----- Task data -----

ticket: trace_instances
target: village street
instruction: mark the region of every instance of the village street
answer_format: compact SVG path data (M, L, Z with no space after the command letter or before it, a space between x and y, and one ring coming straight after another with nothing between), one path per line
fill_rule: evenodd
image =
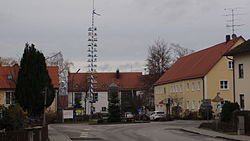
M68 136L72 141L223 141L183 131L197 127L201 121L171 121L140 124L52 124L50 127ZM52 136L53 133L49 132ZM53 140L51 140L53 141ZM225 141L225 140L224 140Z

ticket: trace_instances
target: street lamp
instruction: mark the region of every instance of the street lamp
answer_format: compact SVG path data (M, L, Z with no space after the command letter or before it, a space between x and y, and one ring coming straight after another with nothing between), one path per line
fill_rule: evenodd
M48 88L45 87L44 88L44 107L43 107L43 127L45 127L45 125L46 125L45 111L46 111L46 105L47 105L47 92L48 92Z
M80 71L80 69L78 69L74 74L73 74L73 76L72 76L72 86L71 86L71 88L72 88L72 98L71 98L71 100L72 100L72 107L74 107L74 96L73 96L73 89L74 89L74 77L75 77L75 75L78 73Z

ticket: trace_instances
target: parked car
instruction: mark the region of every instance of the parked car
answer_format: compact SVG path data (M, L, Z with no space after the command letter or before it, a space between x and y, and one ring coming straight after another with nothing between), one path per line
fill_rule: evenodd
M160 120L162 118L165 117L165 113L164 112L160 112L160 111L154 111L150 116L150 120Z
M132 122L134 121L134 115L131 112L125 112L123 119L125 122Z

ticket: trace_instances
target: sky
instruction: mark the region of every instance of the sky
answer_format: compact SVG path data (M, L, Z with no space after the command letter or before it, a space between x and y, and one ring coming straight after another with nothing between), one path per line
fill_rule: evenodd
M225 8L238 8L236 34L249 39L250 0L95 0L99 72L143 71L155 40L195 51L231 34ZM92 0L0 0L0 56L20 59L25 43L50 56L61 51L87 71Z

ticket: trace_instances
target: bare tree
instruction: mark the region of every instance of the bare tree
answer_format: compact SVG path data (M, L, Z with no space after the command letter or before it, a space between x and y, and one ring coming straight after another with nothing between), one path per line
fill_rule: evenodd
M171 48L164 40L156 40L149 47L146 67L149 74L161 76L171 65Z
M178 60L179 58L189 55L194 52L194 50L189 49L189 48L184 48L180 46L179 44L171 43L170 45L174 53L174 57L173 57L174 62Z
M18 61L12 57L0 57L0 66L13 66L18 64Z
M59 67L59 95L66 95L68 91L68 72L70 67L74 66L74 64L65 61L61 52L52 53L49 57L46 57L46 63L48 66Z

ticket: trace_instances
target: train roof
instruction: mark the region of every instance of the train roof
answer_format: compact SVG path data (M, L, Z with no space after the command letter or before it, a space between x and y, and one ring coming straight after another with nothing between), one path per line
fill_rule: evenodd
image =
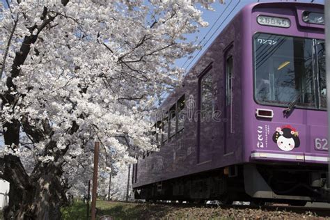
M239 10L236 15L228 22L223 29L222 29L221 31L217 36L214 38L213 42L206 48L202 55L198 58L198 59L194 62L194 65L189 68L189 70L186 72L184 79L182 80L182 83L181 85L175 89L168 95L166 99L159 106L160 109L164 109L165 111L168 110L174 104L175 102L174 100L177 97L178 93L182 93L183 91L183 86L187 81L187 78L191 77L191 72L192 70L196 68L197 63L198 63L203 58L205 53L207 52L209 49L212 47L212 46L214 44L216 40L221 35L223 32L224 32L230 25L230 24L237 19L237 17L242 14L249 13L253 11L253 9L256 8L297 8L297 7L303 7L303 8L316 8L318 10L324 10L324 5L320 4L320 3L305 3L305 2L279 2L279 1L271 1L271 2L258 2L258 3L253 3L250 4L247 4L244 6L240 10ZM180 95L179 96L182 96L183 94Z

-----
----- Task data -----

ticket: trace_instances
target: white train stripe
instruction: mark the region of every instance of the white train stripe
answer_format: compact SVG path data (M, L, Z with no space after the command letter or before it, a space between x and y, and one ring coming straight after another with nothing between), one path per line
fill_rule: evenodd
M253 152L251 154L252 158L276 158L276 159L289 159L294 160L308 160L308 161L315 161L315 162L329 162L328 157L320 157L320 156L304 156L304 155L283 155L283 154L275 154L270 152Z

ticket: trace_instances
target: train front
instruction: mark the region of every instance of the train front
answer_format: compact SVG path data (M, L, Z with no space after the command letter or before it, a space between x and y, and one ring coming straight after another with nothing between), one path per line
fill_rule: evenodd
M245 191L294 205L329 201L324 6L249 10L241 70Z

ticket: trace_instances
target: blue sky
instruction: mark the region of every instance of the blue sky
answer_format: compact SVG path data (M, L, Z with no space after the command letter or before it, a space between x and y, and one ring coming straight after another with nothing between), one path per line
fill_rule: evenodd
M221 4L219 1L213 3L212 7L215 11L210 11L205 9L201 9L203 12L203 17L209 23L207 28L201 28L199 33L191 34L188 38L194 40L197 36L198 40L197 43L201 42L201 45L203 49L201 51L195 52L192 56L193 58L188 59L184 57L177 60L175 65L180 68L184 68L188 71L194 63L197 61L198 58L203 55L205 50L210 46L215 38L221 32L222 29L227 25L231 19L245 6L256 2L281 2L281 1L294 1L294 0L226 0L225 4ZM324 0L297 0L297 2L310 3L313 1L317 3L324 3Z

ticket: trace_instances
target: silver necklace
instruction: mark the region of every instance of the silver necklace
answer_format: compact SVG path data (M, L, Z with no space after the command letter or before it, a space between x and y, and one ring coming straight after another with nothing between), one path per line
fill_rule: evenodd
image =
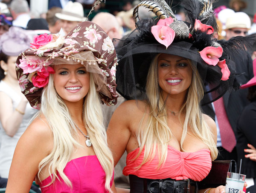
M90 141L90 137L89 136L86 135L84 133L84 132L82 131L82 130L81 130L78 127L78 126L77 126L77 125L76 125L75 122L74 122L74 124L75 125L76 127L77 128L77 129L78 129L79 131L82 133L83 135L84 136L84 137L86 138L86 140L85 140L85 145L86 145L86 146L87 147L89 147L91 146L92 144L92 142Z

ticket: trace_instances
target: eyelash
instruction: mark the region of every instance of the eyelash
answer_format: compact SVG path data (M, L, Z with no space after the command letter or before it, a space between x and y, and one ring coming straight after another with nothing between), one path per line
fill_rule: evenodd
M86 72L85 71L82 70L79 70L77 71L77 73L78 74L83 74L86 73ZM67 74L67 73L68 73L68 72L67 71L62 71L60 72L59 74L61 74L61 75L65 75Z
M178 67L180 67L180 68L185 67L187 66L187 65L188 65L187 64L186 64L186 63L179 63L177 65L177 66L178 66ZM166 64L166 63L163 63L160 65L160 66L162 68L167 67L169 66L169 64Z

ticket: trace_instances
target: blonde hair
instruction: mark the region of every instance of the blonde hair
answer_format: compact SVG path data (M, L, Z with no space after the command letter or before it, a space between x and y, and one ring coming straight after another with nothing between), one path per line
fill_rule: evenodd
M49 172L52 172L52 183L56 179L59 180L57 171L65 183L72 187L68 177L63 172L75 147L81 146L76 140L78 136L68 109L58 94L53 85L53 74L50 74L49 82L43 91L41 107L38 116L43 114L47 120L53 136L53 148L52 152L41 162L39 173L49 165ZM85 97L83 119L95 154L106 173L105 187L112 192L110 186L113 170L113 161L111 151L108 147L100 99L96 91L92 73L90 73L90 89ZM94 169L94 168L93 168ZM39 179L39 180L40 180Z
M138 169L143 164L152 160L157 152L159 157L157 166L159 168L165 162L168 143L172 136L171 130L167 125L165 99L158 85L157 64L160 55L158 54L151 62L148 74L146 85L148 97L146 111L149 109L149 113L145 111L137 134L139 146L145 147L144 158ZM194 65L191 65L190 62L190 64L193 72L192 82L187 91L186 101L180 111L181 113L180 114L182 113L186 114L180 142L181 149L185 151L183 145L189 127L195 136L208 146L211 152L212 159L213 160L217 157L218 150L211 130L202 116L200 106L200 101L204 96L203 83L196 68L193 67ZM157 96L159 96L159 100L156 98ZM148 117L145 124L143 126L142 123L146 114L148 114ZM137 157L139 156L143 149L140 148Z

-----

● Aim of the exercise:
Select each line of the data above that contains the word "blue" and copy every such line.

● Answer to the problem:
target: blue sky
instruction: mark the region of every instance of the blue sky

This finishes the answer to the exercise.